SOURCE PASSAGE:
------------------------------------------------
Inside, it was far from the Sodom and Gommorah or Pansy Foo-Foo Palace of mass-media portrayals. It was, kinda, well, kinda, normal.
The main floor had a long bar and several tables along with a pool table and entrance to the outdoor pool area (closed now, of course, being the dead of winter). We checked our coats (for a fee), after paying a cover charge and proceeded to the bar to buy drinks. Luckily, Michael or I were not "re-carded" at the bars that night and were able to order freely (though not cheaply). One of my first impressions of a gay bar was that it was expensive! As we were just there as pals, no one was buying me drinks (yet...but that soon changed) and I had to shell out my own hard-earned HoJo's money.
Before we went upstairs to the main dance floor, I noticed a smaller bar off to the left of the stairway and asked the guys what was in there. They said "You don't want to go in there..." and smiled. Well, of course I went in.
It was like stepping into a whole other club. It was much smaller and darker than the main club and once my eyes adjusted to the darkness, I could see why. The leathermen club known as "The Falcons" gathered here...and here they definitely were. Furry, handlebar-mustachioed, burly men in black leather chaps, studded torso harnesses and biker caps were strewn about the place, some making out, others doing a bit more (frotage), but most sucking back beers outta the bottle and suddenly, and intently, staring at me as if I were a juicy hot dog about to be devoured. I wasn't afraid, but I sure didn't want to encourage them either so I did a slow cruise past the bar, looked out the window (as if that's what I had wanted to do all along) and non-chalantly, albeit, blushingly went back to my friends now upstairs. Whew, that was close! ;)
The sound system was amazing along with the colored rotating spotlights, the strobes and, very new then, lasers and smoke machines. It was fantastic. As they do still to this day, gay bars invest much more in the drama of their dance clubs and expertise of their DJ's then "straight" clubs, anytime! IMHO, anyway.
Several guys were pretty hot. This club generally catered to a more affluent clientele. But the age range was a bit older than, as I later would learn, the downtown Providence or Boston clubs. The college in this area, Bryant was a conservative business school and though I'm sure there were a few students from there, it was mainly either local residents like us or guys from the city who wanted a more relaxed country atmosphere.
Some of the guys I met that night I would later bump into, sometimes literally, again and again at the various clubs in the area.
There was the heavy set somewhat fey guy who reminded me of a young Harvey Firestein who kept wanting to talk my ear off about how gorgeous I was.
There was the cute blond college-aged guy who couldn't believe I was old enough to be there and kept pressing me to admit to him how old I was as he nuzzled up to me and we sucked face. When I finally told him, rather than get scared, he seemed titilated by it but to my chagrin once his friends found out, they cautioned him to avoid me. I was, unfortunately, literally jail bait.
------------------------------------------------
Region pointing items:
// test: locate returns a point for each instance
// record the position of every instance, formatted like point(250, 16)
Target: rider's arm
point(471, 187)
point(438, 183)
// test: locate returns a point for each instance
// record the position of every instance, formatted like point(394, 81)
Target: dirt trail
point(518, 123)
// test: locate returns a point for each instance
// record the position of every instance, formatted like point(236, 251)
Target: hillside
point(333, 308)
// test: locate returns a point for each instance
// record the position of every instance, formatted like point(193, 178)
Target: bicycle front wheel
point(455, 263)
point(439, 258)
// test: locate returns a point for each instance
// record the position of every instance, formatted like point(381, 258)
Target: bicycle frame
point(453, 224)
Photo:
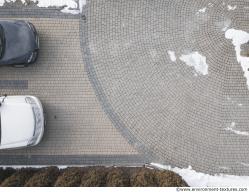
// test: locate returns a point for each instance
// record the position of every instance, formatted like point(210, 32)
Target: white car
point(22, 121)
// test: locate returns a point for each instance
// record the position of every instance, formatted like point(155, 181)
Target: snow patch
point(69, 6)
point(231, 8)
point(197, 179)
point(197, 61)
point(239, 38)
point(231, 129)
point(172, 56)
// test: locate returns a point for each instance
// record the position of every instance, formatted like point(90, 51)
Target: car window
point(1, 41)
point(0, 129)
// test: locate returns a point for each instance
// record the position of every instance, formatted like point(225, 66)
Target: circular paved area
point(139, 56)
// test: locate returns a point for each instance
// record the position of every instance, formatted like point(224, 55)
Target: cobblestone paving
point(167, 110)
point(78, 131)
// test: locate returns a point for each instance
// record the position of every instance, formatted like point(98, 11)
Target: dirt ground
point(90, 177)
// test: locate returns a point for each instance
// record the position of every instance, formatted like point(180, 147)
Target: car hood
point(17, 123)
point(19, 39)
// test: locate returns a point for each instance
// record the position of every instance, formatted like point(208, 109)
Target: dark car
point(19, 43)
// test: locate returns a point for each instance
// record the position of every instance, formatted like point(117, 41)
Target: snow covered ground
point(69, 6)
point(196, 179)
point(239, 38)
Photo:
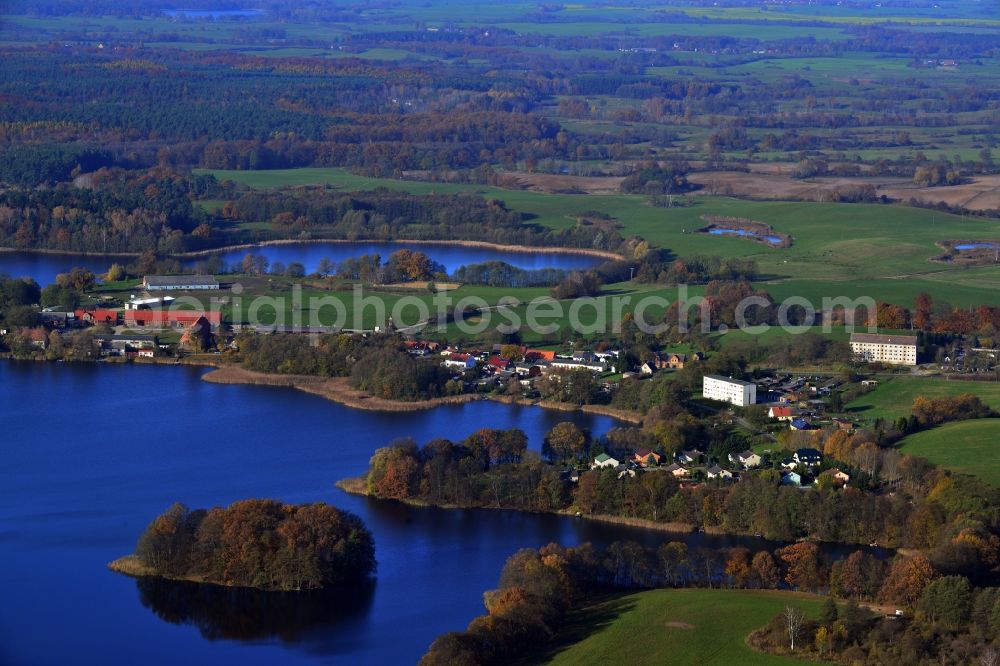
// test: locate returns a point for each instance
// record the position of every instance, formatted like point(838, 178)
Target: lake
point(92, 453)
point(44, 267)
point(213, 13)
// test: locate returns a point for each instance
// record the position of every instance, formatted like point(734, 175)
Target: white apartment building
point(727, 389)
point(892, 349)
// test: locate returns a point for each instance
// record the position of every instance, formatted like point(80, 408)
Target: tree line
point(262, 544)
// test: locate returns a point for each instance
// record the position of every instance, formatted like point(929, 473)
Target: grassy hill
point(679, 627)
point(881, 251)
point(971, 447)
point(894, 397)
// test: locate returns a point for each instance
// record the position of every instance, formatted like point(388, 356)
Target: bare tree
point(793, 624)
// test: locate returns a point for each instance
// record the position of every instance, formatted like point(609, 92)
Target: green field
point(971, 447)
point(678, 627)
point(881, 251)
point(894, 396)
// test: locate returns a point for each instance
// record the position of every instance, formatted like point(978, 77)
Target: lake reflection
point(250, 615)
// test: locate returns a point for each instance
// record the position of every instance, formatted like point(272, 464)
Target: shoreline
point(337, 389)
point(355, 485)
point(499, 247)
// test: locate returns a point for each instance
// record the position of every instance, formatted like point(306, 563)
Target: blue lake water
point(91, 453)
point(213, 13)
point(450, 256)
point(774, 240)
point(977, 246)
point(44, 267)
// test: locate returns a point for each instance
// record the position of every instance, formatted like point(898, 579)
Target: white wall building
point(892, 349)
point(727, 389)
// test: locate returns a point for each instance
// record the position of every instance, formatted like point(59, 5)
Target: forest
point(260, 544)
point(376, 364)
point(947, 619)
point(893, 499)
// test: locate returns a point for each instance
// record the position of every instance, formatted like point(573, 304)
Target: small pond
point(717, 231)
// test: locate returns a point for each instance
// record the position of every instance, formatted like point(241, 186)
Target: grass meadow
point(971, 447)
point(893, 397)
point(678, 627)
point(881, 251)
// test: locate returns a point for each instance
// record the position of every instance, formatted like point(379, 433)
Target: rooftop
point(730, 380)
point(879, 339)
point(159, 280)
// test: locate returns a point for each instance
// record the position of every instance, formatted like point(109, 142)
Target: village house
point(689, 456)
point(56, 319)
point(674, 361)
point(148, 303)
point(890, 349)
point(498, 364)
point(460, 361)
point(748, 459)
point(791, 479)
point(808, 457)
point(604, 460)
point(783, 412)
point(646, 458)
point(562, 362)
point(127, 344)
point(799, 424)
point(837, 477)
point(37, 337)
point(179, 282)
point(727, 389)
point(161, 319)
point(677, 471)
point(528, 369)
point(624, 470)
point(716, 472)
point(539, 355)
point(99, 316)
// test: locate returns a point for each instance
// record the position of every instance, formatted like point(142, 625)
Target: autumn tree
point(566, 442)
point(764, 572)
point(804, 569)
point(906, 581)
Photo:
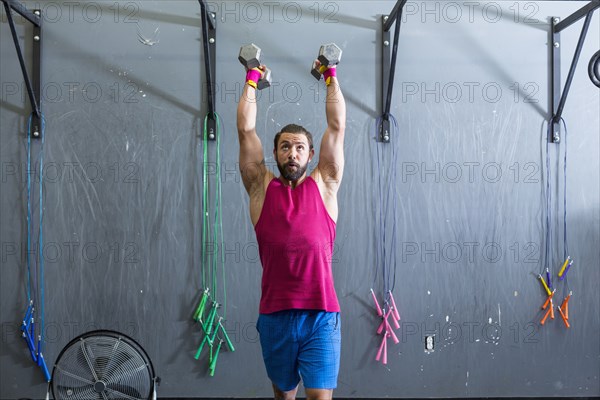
------------------------------------------------
ACTION ITEM A: According to the passage about the club, what kind of school was the college in the area?
ACTION ITEM B: Repeat, word for word, the part of the passage about the club that opens with the words containing "There was the cute" and closes with "literally jail bait.".

WORKED SOLUTION A: Bryant was a conservative business school.

WORKED SOLUTION B:
There was the cute blond college-aged guy who couldn't believe I was old enough to be there and kept pressing me to admit to him how old I was as he nuzzled up to me and we sucked face. When I finally told him, rather than get scared, he seemed titilated by it but to my chagrin once his friends found out, they cautioned him to avoid me. I was, unfortunately, literally jail bait.